REQUIREMENT => Continue the review of the Honor 9X Pro from its last sentence.

In fact, that’s basically it for any disparities between the 9X and this new Pro model. Crucially, the IPS screen is exactly the same, measuring 6.6in across the diagonal with a resolution of 2,340 x 1,080. Personally, I don’t mind that they’re identical – an increase in resolution or size would negatively affect battery life – and my colleague Alun praised the screen in his review earlier in the year anyway.
The camera arrangement also remains unchanged. This means you’re getting a 48MP (f/1.8) main camera – which performed well in our previous tests – along with an 8MP (f/2.4) wide-angle camera with a 120-degree field of view and a 2MP (f/2.4) depth-sensing unit to help with those fancy blurred background portraits. As before, a 16MP (f/2.2) selfie camera pops out from the frame of the phone when activated.
As you might have guessed, this ‘Pro’ variant gets its name from the upgraded internal specifications. The Honor 9X Pro is fitted with a faster Kirin 810 chipset, Mali G52 graphics, 6GB of RAM and 256GB of internal storage. That can be expanded with a microSD card or you can use the slot to add a second SIM instead, if you wish.
Finally, let’s talk software, or lack thereof in Honor’s case. The Honor 9X is using Android 10 as its base operating system, but due to the US trade ban on Huawei, and Google’s subsequent restrictions on what companies it can work with, this is only the open-source version of the OS. This means that Google’s first-party applications on the Play Store (the service isn’t available) such as Maps and YouTube can’t be downloaded and aren’t preinstalled.
As we saw with last year’s Huawei Mate 30 Pro – which is the first phone we reviewed with this problem – there is a way you can install these applications via unofficial sources, but this is ultimately a very risky and confusing process for those that aren’t in the know.
Honor insists that this restriction won’t get in the way. The App Gallery – Huawei’s version of the Play Store – has its own app alternatives after all. However, scroll through the list of apps that are available for download on a Mate 30 Pro and it’s clear that this list is sorely lacking popular applications that are widely used in western markets. TikTok is on there, but you certainly won’t find Facebook, Twitter, Instagram or the like.

DATA FOR ANALYSIS =>
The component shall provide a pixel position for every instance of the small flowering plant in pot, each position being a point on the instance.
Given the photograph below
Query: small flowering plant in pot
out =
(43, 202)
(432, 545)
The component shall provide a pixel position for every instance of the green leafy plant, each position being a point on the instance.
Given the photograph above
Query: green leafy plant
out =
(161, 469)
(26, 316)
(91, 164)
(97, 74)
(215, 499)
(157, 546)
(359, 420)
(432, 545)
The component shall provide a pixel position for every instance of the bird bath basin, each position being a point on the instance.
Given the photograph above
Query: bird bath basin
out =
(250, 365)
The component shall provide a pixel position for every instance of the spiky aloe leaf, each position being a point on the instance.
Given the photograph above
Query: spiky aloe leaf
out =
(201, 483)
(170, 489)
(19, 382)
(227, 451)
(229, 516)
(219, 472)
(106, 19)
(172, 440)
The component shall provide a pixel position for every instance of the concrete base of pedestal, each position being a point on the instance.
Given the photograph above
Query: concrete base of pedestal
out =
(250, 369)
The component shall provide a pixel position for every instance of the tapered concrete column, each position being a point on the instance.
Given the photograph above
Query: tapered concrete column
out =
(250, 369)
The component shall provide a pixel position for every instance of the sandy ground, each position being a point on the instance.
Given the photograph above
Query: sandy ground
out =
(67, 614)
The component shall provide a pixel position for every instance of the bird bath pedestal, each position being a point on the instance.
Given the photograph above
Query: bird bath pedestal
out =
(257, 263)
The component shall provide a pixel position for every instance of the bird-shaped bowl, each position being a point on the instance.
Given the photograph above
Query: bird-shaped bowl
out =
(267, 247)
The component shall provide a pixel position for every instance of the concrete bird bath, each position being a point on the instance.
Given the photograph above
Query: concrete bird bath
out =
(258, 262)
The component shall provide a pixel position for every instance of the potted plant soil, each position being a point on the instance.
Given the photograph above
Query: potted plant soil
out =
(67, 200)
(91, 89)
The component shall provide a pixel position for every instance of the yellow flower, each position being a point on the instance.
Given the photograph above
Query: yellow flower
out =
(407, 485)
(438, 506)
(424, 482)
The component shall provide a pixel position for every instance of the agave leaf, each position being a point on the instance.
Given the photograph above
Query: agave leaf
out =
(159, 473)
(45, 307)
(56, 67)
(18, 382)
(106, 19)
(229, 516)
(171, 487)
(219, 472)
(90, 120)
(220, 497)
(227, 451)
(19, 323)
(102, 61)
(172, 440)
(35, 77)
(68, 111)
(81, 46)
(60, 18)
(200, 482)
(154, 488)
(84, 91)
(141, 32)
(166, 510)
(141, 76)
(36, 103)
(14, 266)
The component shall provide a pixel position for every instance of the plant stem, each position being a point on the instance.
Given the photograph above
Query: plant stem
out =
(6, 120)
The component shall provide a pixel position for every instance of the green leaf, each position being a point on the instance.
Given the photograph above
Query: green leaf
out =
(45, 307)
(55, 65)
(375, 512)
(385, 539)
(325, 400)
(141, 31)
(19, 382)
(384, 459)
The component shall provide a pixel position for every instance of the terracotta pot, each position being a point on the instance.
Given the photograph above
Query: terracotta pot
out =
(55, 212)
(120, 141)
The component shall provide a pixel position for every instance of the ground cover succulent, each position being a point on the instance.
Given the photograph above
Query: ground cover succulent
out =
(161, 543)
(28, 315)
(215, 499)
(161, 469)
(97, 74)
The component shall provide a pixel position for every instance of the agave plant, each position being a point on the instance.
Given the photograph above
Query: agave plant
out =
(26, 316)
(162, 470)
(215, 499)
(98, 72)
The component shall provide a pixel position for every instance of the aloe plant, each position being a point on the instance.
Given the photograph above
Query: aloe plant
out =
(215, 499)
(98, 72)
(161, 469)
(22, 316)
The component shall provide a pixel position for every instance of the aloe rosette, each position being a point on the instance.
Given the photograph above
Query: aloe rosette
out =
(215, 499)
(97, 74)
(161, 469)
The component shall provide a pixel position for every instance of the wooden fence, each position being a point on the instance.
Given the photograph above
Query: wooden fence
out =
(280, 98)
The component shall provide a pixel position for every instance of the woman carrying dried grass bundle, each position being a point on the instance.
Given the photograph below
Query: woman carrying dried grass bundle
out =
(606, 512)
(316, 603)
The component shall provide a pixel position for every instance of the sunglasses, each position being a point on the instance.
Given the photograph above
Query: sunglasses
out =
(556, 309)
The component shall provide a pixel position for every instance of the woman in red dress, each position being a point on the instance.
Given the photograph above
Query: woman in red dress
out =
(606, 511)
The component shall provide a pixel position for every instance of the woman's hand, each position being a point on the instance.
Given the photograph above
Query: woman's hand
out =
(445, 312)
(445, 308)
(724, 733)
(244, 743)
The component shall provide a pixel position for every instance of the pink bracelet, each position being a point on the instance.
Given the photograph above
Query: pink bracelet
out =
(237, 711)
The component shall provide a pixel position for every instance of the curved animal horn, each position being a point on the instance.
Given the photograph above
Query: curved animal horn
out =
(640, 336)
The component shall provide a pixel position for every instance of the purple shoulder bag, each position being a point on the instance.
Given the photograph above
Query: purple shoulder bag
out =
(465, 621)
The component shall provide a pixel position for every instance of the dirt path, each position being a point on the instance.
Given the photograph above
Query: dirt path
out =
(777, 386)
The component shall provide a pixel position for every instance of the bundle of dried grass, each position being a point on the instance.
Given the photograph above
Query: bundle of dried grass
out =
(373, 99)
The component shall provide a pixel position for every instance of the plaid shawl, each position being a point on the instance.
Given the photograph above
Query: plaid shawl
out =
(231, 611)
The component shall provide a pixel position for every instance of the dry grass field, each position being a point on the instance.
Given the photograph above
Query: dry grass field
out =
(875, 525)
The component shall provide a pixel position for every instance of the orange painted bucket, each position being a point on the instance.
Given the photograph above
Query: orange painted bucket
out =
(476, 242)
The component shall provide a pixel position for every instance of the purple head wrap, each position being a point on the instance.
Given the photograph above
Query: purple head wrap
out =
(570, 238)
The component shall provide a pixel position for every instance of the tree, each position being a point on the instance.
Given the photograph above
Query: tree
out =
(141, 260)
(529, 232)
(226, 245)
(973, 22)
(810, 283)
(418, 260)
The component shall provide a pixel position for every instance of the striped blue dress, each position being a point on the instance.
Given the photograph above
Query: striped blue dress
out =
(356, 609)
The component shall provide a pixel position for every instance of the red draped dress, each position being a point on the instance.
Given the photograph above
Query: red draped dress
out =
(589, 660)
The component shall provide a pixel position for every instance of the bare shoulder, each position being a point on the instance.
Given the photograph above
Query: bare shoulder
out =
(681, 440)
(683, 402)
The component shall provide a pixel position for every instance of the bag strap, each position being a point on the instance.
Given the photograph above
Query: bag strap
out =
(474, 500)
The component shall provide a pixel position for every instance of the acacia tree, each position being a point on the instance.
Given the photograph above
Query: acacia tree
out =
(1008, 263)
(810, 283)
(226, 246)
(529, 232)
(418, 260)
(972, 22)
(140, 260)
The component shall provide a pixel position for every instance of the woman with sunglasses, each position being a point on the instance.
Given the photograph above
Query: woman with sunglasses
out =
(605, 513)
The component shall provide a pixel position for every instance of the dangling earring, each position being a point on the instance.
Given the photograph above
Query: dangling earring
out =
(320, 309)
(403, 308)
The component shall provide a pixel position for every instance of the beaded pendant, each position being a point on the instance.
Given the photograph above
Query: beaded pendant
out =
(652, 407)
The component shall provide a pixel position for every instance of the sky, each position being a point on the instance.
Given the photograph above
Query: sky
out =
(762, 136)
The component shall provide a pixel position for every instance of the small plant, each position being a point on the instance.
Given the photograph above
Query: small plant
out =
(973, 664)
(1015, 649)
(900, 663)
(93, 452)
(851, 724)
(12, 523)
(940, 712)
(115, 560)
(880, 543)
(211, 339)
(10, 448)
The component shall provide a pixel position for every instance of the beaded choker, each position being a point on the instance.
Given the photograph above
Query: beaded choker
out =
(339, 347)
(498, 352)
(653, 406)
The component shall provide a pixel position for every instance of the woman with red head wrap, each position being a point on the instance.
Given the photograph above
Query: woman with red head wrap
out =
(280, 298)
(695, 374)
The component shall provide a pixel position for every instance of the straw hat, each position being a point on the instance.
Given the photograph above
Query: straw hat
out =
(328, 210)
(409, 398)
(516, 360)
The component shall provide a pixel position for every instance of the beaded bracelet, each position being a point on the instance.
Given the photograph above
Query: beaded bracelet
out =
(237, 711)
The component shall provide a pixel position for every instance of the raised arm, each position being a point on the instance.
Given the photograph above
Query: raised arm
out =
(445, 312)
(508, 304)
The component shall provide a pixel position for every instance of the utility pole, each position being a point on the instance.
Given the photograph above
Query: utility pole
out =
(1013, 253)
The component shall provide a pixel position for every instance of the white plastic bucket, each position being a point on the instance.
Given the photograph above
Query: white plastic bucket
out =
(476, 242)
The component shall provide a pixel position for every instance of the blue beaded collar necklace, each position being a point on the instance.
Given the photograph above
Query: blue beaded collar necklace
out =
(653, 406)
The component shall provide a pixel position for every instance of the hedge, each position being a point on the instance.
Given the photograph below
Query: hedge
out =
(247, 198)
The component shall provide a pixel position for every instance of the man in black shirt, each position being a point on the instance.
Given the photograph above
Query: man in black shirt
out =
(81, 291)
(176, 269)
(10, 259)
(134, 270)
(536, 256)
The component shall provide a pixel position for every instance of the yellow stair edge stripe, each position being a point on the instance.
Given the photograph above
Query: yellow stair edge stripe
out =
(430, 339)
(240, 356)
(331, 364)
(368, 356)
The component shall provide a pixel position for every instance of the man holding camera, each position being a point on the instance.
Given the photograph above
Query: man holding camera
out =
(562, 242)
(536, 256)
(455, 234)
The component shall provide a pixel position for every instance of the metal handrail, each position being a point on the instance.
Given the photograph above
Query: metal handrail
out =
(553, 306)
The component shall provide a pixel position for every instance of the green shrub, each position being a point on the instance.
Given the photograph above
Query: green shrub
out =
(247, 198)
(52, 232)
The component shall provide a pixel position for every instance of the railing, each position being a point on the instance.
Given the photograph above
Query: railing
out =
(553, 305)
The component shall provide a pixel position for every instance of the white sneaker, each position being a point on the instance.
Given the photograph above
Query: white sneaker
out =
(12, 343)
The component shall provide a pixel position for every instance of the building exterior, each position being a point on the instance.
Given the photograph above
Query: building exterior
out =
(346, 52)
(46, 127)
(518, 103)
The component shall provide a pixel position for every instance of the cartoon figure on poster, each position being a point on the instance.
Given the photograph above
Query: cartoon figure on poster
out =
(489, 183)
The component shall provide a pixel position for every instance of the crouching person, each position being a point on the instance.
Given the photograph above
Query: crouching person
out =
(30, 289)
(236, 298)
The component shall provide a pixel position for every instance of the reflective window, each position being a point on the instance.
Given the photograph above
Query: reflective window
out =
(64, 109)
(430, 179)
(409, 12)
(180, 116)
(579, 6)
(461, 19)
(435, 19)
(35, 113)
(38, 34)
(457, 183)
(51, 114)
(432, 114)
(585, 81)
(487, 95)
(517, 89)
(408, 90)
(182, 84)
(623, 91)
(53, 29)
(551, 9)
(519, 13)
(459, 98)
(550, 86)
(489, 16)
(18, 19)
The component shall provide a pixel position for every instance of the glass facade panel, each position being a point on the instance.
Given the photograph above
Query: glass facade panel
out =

RESPONSE TO THIS TASK =>
Honor also says that you can simply use these apps in the phone’s web browser, but anyone that’s ever used YouTube via this method knows that this is a hellish experience. So, that workaround is basically a write-off, too.
I’ve been told that Honor is working with app developers in order to copy application launchers over to Huawei’s storefront and I wouldn’t expect this transfer process to be too time-consuming for your average developer either, when you consider that Huawei’s phones are still running the same OS. Honor is also hosting developer days to help encourage app development, so perhaps the state of the App Gallery will have changed dramatically in 12 month’s time. Who knows.
Honor 9X Pro review: Early verdict
What I do know is that preordering the Honor 9X Pro is a risky venture. Honor’s decision to launch a phone without the apps you’re familiar with might not work out so well for the company. If the frosty reception to last year’s Mate 30 Pro launch offers any indication, I’m struggling to see any scenario where the less fashionable Honor brand might benefit.
But of course, I remain entirely sympathetic. In a global marketplace, it’s entirely unfair to single out a foreign company – and sub-brand in this instance – and heavily impose restrictions on them. Huawei and Honor are making the best of a bad situation, and I applaud them both for their efforts.
Alas, sympathy isn’t a big enough reason to buy a phone. I would like to be optimistic – the Honor 9X Pro might be able to stand up on its many merits – but as it stands I can’t see many of these flying off the shelves when it launches in a few weeks.